-- begin Passage to read --

Less of a snapshot, more of an identifit
Frustrating, isn’t it? We’re now just over four months away from the Holyrood elections, and yet the understanding we have of public opinion in the lead-up to polling day is at our most limited in sometime. Even Scottish Westminster polls appear to have evaporated. Is next May to be the Election That Pollsters Forgot?
Well, there’s time yet, but for now, all we have are sub-samples of UK Westminster polls to work from. These aren’t great, but let’s see what we can pick up from YouGov, ComRes and Angus Reid.
The three polls put Labour between 37% (ComRes) and 47% (YouGov), with Angus Reid putting Labour on 42%.
The SNP are on 30% according to ComRes, 34% according to Angus Reid, yet 19% according to YouGov.
The Tories are on 11% according to Angus Reid, 19% according to ComRes and 24% with YouGov.
But there’s hardly any deviation in the LibDem polling: just 6% with Angus Reid, 7% with YouGov, and 8% with ComRes.
Let’s look at a slightly bigger sub-sample: the outcome of the Westminster Election. Labour took 42% of the vote in Scotland, the SNP just under 20%, the Tories took 16.7% and the LibDems just under 19%.
Now, bear in mind that the UK polls have Labour and the Tories neck-and-neck. At the election, the Tories took 36.1% of the UK vote to Labour’s 29%, with the LibDems on 23%. Seeing as the Liberal Democrats are now lucky to get half of that in the opinion polls, it looks like Labour’s current good fortune has more to do with the LibDem collapse than anything else.
So there are a couple of ideas we can pick out from the sub-samples.
1. While Labour seem to be benefiting from the LibDem collapse in England, and a similar collapse is underway in Scotland, those benefits are not coming to Scottish Labour. Even the YouGov poll sees only a 5-point gain to the LibDems’ 12-point loss, and the ComRes poll actually has Labour going backwards – something that would be unthinkable at the UK level right now!

-- end Passage to read --

Problem statement
Pick up the commentary on Scottish polling sub-samples above after its last sentence, and continue it with the second of the ideas it says can be drawn from the figures.

-- begin Information given --

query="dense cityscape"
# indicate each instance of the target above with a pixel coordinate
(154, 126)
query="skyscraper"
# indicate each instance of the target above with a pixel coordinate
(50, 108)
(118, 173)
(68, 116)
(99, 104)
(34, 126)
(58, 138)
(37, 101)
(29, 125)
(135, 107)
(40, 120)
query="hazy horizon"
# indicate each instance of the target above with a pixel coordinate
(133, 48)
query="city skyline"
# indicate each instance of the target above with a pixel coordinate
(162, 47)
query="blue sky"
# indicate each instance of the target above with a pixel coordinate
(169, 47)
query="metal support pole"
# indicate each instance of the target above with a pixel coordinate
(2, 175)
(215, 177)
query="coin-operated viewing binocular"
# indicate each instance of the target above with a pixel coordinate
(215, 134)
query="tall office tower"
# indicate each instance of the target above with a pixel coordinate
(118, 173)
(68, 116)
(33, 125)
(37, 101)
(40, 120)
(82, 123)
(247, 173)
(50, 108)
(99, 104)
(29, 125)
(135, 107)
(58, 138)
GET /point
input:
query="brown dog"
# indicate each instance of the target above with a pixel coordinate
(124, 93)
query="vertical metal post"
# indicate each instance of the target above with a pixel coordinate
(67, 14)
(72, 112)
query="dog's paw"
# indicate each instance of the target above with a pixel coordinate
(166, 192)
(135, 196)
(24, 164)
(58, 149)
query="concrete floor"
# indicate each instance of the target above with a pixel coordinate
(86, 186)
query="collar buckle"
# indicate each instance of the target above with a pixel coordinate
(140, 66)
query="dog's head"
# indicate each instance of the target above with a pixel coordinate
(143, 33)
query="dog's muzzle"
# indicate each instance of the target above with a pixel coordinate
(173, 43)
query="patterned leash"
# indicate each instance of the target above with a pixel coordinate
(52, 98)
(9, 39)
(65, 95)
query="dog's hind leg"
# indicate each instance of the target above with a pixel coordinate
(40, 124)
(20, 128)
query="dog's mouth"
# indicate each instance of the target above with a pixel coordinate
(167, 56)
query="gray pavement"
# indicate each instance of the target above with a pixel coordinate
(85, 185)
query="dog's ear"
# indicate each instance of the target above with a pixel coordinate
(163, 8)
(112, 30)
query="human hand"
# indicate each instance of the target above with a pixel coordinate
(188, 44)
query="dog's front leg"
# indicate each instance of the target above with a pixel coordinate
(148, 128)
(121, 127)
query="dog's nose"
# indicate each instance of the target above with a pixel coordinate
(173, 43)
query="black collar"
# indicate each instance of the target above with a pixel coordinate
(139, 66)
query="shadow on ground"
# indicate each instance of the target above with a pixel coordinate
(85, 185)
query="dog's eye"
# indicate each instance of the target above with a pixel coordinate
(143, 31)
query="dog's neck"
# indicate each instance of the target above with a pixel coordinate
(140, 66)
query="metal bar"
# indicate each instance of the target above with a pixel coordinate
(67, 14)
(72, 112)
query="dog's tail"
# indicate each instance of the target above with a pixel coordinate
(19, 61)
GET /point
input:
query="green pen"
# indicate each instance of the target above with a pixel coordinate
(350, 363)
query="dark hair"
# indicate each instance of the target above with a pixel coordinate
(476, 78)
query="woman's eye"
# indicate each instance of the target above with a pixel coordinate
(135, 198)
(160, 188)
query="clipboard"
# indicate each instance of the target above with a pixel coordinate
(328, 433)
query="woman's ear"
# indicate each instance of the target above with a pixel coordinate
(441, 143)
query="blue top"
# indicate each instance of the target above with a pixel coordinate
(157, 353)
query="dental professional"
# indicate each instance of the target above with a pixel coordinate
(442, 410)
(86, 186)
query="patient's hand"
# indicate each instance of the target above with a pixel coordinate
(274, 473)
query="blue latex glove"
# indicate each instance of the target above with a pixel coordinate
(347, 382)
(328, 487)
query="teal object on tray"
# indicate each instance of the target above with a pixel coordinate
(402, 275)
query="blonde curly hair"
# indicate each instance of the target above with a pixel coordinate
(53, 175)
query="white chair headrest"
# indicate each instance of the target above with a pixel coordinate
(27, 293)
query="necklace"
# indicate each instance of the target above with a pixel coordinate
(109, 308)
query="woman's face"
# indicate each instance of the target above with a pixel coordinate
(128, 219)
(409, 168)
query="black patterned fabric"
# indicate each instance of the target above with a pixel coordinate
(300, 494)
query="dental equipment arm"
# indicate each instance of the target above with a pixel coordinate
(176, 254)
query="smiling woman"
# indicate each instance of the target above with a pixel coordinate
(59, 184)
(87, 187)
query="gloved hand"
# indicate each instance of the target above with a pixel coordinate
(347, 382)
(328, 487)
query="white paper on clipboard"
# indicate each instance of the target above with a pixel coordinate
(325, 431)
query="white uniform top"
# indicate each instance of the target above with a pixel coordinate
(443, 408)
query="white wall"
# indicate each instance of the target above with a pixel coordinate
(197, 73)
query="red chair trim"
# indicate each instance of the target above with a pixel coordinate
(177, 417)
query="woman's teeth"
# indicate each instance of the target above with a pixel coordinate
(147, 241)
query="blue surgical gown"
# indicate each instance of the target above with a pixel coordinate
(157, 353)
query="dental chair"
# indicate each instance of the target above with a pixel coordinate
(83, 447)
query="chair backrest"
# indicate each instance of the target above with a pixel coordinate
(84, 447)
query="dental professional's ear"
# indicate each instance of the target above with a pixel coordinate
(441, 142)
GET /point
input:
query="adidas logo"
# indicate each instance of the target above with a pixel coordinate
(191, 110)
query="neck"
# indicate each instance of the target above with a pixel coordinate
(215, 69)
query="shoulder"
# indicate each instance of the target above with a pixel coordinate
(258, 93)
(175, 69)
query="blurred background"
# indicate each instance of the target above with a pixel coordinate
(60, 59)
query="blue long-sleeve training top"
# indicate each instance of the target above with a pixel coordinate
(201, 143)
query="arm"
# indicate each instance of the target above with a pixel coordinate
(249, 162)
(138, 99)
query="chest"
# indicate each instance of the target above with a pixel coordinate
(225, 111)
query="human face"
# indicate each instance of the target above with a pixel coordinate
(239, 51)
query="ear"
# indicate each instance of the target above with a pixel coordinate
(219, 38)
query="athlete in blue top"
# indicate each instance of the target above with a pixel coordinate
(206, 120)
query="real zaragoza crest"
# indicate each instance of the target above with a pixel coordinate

-- end Information given --

Right answer
2. With the exception of the YouGov poll sub-sample, the SNP are in a decent position to capitalise on the LibDems’ misfortune. It’s no surprise: as the LibDems progressed in the 2001 and 2005 Elections, so the SNP went into reverse. When the SNP made advances in 2007, the LibDems unexpectedly went backwards and as the SNP increased its Westminster vote share in 2010, Scotland was the only part of the UK where the LibDem vote share declined. The two parties appear to occupy a broadly similar space so when Charles Kennedy was LibDem Leader and successfully articulated policies that resonated with that large crossover group, that spelled trouble for the SNP. When the SNP had a more attractive message (or messenger), that hit the LibDems. Now that the LibDems are positively unpopular, it stands to reason that it’s good news for the SNP.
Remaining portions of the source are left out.